→ **DOCUMENT SEGMENT**:
::::::::
Orders Relating to Instrument Covering New Employer and Transferring Employees
[26] Section 318(1) of the Act provides that the Commission may make orders in relation to a new employer and transferring employees as follows:
“S.318 Orders relating to instruments covering new employer and transferring employees
Orders that the FWC may make
(1) The FWC may make the following orders:
(a) an order that a transferable instrument that would, or would be likely to, cover the new employer and a transferring employee because of paragraph 313(1)(a) does not, or will not, cover the new employer and the transferring employee;
(b) an order that an enterprise agreement or a named employer award that covers the new employer covers, or will cover, the transferring employee.”
[27] The orders sought by the applicant are consistent with those able to be made by the Commission pursuant to s.318 of the Act.
[28] Section 318(3) of the Act sets out the criteria that the Commission must take into account when deciding whether to make the order sought as follows:
“Matters that the FWC must take into account
(3) In deciding whether to make the order, the FWC must take into account the following:
(a) the views of:
(i) the new employer or a person who is likely to be the new employer; and
(ii) the employees who would be affected by the order;
(b) whether any employees would be disadvantaged by the order in relation to their terms and conditions of employment;
(c) if the order relates to an enterprise agreement--the nominal expiry date of the agreement;
(d) whether the transferable instrument would have a negative impact on the productivity of the new employer's workplace;
(e) whether the new employer would incur significant economic disadvantage as a result of the transferable instrument covering the new employer;
(f) the degree of business synergy between the transferable instrument and any workplace instrument that already covers the new employer;
(g) the public interest.”
::::::::
→ **DATA SECTION**:
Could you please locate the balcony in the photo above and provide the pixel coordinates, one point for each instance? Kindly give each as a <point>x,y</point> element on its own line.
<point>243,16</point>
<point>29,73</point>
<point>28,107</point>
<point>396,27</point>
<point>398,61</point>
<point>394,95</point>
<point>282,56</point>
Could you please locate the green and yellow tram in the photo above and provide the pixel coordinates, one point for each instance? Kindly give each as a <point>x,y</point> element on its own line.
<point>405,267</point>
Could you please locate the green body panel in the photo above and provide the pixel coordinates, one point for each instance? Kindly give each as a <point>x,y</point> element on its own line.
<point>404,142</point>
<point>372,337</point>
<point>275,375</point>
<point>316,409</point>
::::::::
→ **GOAL**:
Please answer these questions about the section 318 excerpt:
(a) Under order (a), because of which paragraph would a transferable instrument cover the new employer and a transferring employee?
(b) Whose views must be taken into account when deciding whether to make the order?
(c) If the order relates to an enterprise agreement, what date must be taken into account?
The material comes from a separate source.

→ **WORKED ANSWER**:
(a) Paragraph 313(1)(a).
(b) The views of the new employer or a person who is likely to be the new employer, and of the employees who would be affected by the order.
(c) The nominal expiry date of the agreement.